> _Page extract_
☆ ☆ ☆ ☆ ☆

I like my concordism like I like my coffee

john zimmer (jzimmer@therad.rpslmc.edu)
Mon, 30 Nov 1998 18:50:10 -0600

Excuse the humor. Reply below.

At 09:54 AM 11/30/98 -0500, Ted Davis wrote:
>The recent departure of Glenn Morton (GM), with whom I have exchanged posts
>(both off and on board) several times, always with the "truth" issue
>uppermost, leads me to comment briefly as follows. I'm not copying Glenn
>because I don't intend for him to be obligated to reply. Further, I hope
>it's clear that I am using him as a representative of a certain position I
>don't accept, so that my comments are absolutely not ad hominem. Glenn is a
>very bright brother in Christ. None of this is "personal," except in the
>sense that I believe what I'm saying, and that's personal.
>
>As promised, I'll be very brief: we could go on all year, as we all know by
>now because we already have.
>
>I am not a "strong" concordist of the GM variety precisely because I
>believe, as Glenn is discovering and Dick Fischer may discover, that close
>correspondences between the Bible and science can never be "confirmed" in
>anything but the most tenuous possible way, and even then only for a season.
> As Asa Gray said (anonymously) in reviewing an edition of James Dwight
>Dana's Manual of Geology in the mid-19th century, "We have faith in
>revelation, and faith in science, in each after its kind; but, as respects
>cosmogony, we are not called upon to yield an implicit assent to any
>proposed reconciliation of the two."
>
>Glenn might call this a bold statement of inadequacy or irrelevance, or a
>refusal to face the facts. I call it taking Galileo seriously, that the
>Bible tells how to go to heaven, not how the heavens go. I also call it a
>more sophisticated way of viewing the Bible, in which we don't read it as a
>"flat" book with one author for all times in a universal conceptual
>language. No one seriously reads Homer or Shakespeare that way, and no one
>other than certain American protestants reads the Bible that way anymore.

☆ ☆ ☆ ☆ ☆

> _Available data_

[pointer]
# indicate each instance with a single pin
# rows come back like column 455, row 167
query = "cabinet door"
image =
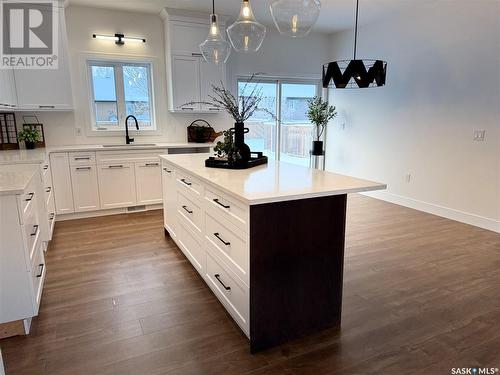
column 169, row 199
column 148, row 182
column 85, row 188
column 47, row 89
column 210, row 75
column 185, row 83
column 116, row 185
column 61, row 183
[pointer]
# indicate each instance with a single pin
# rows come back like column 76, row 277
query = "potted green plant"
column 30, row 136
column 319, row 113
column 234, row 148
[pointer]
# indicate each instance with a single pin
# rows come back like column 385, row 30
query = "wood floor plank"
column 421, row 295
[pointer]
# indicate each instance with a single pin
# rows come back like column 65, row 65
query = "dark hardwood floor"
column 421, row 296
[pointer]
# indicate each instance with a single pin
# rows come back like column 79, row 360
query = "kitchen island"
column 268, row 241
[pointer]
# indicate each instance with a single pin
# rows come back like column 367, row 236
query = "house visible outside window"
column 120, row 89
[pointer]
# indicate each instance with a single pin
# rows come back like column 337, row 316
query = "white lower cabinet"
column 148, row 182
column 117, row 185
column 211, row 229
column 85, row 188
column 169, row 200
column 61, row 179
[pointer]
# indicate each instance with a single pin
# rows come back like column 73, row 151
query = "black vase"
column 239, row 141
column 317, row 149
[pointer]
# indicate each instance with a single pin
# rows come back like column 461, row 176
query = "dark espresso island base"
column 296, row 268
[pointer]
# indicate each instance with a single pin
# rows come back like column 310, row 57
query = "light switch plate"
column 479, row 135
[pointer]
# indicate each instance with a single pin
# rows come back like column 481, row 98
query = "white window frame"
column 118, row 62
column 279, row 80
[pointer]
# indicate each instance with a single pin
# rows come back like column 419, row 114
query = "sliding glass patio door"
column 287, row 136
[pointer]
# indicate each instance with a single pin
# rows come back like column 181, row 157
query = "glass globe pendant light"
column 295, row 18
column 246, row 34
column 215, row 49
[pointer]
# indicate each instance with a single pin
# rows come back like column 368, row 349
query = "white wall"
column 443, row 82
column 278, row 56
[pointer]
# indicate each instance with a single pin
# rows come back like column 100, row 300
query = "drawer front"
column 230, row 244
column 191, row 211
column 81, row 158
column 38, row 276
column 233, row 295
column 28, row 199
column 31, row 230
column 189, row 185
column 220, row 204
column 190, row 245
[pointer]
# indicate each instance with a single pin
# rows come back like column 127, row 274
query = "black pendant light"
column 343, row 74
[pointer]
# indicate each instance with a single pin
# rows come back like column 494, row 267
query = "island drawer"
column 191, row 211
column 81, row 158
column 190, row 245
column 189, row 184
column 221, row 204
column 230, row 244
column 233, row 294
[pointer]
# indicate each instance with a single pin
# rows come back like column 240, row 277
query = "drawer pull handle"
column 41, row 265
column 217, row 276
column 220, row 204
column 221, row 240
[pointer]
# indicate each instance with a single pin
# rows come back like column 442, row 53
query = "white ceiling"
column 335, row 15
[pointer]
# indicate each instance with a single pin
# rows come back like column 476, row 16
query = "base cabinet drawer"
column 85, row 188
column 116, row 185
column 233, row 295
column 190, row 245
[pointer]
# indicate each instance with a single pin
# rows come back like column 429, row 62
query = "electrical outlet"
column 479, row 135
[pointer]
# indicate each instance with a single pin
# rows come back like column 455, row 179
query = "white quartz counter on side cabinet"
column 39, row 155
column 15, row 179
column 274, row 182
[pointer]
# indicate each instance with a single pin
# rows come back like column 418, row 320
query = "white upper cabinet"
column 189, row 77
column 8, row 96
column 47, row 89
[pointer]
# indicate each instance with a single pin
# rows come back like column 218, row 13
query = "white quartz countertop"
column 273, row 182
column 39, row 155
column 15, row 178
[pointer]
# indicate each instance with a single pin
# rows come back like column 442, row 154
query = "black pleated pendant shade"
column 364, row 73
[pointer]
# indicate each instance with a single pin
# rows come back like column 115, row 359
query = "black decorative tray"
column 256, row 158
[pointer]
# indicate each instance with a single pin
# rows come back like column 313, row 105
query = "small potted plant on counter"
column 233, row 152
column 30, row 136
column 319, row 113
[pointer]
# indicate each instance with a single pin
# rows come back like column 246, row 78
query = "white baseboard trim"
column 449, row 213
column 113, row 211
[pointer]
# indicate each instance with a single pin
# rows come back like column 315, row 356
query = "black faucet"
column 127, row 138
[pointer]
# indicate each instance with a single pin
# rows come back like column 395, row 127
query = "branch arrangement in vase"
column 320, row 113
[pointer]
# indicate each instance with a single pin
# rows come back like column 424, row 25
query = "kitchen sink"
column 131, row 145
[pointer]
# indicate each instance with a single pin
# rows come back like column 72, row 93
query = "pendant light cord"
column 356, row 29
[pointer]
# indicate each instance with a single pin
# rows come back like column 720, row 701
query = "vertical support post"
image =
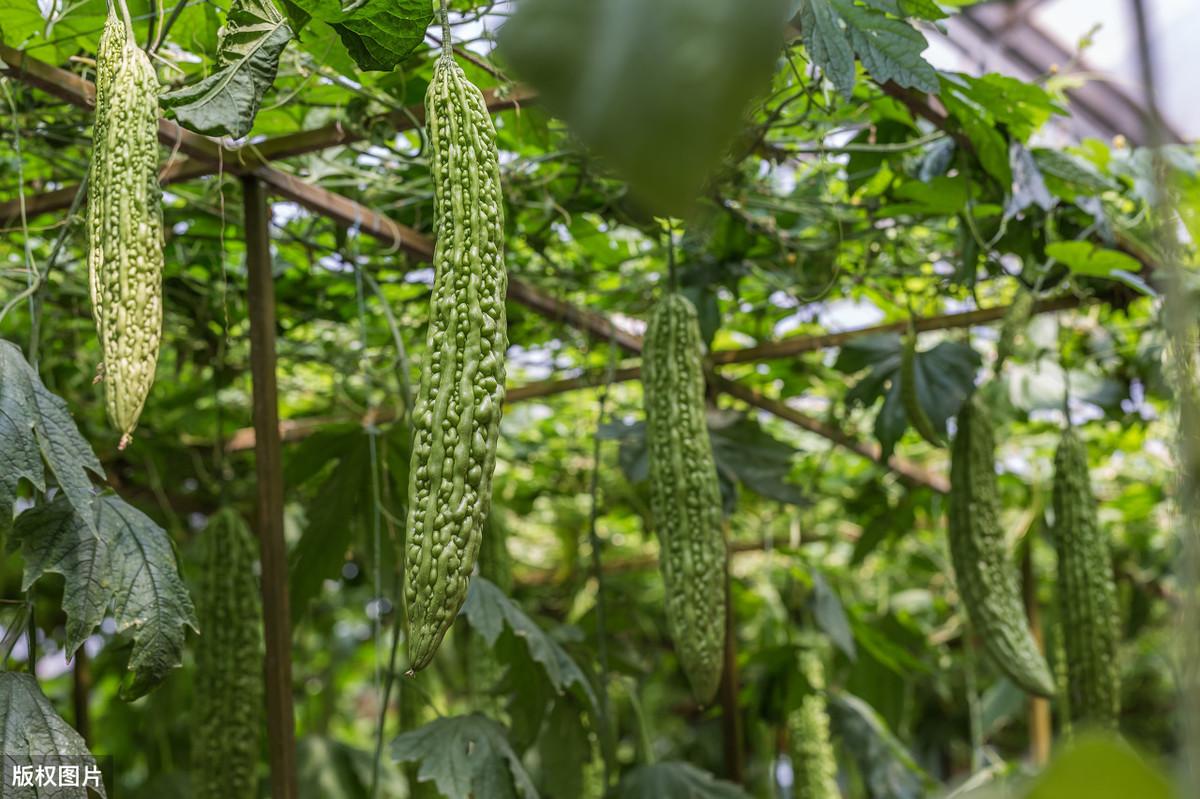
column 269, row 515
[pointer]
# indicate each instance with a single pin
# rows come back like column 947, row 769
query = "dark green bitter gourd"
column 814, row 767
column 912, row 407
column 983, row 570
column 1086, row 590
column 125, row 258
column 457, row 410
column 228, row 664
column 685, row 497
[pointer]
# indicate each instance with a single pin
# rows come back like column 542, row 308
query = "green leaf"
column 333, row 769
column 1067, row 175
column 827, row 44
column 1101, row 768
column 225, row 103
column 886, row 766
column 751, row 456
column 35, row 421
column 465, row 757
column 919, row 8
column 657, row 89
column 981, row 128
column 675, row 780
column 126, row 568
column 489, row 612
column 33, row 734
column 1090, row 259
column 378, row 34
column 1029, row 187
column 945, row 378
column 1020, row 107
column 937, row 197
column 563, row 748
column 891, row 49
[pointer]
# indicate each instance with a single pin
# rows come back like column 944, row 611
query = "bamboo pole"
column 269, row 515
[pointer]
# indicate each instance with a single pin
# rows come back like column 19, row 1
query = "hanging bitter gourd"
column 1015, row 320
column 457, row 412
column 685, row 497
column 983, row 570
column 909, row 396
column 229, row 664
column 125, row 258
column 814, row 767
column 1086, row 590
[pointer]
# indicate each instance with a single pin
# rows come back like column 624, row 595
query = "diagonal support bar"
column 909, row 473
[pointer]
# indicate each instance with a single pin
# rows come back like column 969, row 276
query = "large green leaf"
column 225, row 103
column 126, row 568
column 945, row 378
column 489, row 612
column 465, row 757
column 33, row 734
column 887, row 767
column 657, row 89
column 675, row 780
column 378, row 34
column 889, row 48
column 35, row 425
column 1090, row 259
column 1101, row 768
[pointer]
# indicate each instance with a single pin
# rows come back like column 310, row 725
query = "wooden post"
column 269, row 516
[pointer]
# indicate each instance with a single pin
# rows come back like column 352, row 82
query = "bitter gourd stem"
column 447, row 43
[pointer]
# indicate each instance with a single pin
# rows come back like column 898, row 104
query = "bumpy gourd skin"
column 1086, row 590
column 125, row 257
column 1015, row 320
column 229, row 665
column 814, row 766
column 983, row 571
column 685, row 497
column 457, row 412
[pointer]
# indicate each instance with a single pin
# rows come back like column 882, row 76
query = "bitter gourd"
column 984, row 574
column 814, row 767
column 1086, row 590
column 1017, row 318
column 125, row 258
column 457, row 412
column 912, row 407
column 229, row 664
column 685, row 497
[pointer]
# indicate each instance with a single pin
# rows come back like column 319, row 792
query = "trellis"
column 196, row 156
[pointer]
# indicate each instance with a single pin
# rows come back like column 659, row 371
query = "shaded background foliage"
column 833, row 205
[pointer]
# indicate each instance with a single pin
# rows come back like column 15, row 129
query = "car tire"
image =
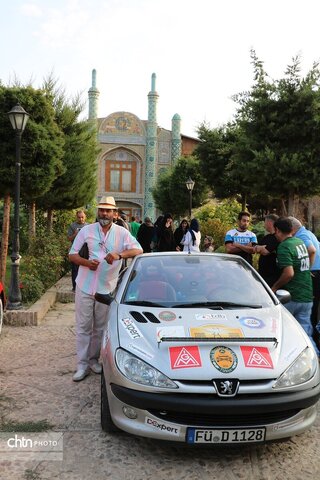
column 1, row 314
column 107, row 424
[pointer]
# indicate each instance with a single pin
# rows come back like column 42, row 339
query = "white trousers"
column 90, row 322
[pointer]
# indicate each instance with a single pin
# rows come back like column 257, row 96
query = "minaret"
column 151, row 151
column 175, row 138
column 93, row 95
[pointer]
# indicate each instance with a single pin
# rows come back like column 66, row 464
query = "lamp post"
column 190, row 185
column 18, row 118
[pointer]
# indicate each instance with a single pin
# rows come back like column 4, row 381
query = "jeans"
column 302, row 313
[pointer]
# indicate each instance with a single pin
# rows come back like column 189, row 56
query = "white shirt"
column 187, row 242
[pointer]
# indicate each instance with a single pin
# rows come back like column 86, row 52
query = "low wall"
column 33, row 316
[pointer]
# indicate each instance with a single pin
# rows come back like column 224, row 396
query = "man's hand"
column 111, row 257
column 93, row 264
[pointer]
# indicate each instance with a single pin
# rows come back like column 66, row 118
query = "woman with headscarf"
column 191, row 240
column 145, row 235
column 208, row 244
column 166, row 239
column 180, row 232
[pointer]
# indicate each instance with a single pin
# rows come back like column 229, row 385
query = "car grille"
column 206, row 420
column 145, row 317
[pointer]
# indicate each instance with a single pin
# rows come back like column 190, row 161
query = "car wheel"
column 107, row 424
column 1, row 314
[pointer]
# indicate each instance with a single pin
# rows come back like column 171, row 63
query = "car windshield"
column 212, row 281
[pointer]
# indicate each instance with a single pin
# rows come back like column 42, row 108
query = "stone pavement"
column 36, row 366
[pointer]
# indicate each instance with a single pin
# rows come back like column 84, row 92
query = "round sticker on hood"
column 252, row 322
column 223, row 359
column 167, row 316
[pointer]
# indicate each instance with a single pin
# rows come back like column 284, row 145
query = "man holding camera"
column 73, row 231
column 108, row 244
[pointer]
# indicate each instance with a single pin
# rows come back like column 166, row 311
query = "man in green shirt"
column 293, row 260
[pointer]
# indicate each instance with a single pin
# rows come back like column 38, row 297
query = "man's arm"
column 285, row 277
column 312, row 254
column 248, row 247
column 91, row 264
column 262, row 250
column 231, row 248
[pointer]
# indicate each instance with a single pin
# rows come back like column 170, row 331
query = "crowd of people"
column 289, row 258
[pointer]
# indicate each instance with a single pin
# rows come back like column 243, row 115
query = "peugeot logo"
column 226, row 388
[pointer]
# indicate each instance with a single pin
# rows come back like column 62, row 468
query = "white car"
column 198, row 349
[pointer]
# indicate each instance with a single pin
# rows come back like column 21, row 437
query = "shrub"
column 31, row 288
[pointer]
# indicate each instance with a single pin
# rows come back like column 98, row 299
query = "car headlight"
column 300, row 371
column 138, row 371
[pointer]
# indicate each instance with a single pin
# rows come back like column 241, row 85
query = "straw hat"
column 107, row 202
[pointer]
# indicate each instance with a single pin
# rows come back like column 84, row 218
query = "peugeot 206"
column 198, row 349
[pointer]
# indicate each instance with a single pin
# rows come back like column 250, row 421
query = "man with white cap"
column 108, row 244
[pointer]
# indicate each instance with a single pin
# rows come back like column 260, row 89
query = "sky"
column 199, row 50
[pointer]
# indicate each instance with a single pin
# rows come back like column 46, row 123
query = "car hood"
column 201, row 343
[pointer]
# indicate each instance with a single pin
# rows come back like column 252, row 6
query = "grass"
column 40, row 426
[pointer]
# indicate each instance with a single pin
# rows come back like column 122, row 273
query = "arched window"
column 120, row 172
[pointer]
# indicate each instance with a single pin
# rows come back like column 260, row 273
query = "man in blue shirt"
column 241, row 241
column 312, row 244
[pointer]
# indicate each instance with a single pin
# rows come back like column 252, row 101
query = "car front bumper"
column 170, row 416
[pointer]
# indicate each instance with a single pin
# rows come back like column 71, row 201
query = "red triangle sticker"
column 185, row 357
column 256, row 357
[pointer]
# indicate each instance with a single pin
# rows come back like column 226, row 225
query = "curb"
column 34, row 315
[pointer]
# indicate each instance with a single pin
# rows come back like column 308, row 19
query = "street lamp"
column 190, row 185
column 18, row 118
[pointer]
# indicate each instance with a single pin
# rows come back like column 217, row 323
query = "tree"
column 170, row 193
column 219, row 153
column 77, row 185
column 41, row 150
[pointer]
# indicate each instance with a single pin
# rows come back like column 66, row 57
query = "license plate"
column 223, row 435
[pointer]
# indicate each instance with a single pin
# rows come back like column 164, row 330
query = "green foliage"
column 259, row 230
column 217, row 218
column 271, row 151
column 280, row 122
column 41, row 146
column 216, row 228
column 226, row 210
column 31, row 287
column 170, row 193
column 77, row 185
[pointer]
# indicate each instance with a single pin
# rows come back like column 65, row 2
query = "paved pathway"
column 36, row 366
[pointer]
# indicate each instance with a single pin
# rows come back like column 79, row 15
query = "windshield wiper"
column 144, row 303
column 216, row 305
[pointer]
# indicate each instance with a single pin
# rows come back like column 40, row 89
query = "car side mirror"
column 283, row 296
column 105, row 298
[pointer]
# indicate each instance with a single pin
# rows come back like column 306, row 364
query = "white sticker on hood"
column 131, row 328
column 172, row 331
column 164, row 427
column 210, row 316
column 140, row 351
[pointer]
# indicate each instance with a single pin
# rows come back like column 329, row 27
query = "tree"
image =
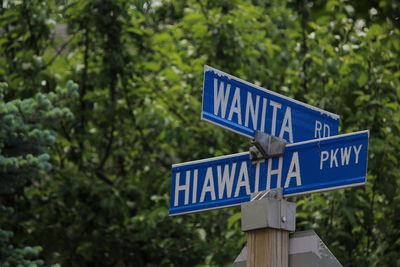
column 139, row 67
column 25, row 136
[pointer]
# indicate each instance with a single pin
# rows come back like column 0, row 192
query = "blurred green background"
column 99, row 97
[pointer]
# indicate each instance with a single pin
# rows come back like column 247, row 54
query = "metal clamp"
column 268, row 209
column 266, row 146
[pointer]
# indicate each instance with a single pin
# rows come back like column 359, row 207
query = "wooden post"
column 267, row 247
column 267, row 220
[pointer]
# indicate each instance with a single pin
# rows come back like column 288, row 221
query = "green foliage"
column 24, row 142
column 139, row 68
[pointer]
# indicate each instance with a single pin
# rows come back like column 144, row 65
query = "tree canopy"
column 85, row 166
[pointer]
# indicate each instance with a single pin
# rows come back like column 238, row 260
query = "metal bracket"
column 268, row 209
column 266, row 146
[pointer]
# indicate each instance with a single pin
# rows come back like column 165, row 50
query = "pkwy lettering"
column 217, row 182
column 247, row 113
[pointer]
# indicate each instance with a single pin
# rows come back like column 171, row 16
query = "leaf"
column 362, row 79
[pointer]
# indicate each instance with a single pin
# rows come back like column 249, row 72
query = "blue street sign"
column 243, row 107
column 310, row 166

☆ ☆ ☆ ☆ ☆

> _Instructions_
1. According to the email on concordism, who made the anonymous remark that "We have faith in revelation, and faith in science, in each after its kind"?
2. Reproduce the email on concordism verbatim, from "Excuse the humor." up to and including "we already have.".
3. Write the next portion of the email on concordism, beginning immediately after its final sentence.

> _Outputs for the tasks_
1. Asa Gray

2.
Excuse the humor. Reply below.

At 09:54 AM 11/30/98 -0500, Ted Davis wrote:
>The recent departure of Glenn Morton (GM), with whom I have exchanged posts
>(both off and on board) several times, always with the "truth" issue
>uppermost, leads me to comment briefly as follows. I'm not copying Glenn
>because I don't intend for him to be obligated to reply. Further, I hope
>it's clear that I am using him as a representative of a certain position I
>don't accept, so that my comments are absolutely not ad hominem. Glenn is a
>very bright brother in Christ. None of this is "personal," except in the
>sense that I believe what I'm saying, and that's personal.
>
>As promised, I'll be very brief: we could go on all year, as we all know by
>now because we already have.

3.
>Nor do historians like myself read Robert Millikan or Charles Darwin that
>way, so this has nothing to do with science vs. literature vs. religious
>literature. This has to do with hermeneutics, generally speaking.
>
>Moorad has already called (very fittingly) for us to reread Pascal, whose
>faith was at once purer and more sophisticated than that of most of us (I
>certainly include myself here). I'll close with something from Mr Boyle,
>from an early unpublished diary: "He whose faith never doubted, may justly
>doubt of his faith."
>
>Ted Davis
>
>
I think that concordism will not die because there is something
that draws us to it - like moths to a flame (as Stanley Jaki might
put it). The separation of the objective pole of our experience
of nature (now informed by the evolutionary sciences and no longer
informed by allegorical and literal readings of Genesis) and the
subjective pole (which continues to be informed by theological,
moral and inspirational readings of Genesis) means that we cannot
connect these two profound ways of experiencing nature. The Quixotean
quest that is concordism must be pursued if we are to experience
the objective and subjective poles of nature in tension with one another.
That tension is dear to the Judeo-Christian experience
and the Greek philosophical traditions.

Morton, Fischer and perhaps myself, may be a little crazy, but I
think that concordism is, at least, providing some artistic insight.
However, picturing a Homo erectus Noah building a giant raft
with stone tools for the infilling of the Mediterranean basin ...
well ... we may have hit a windmill there.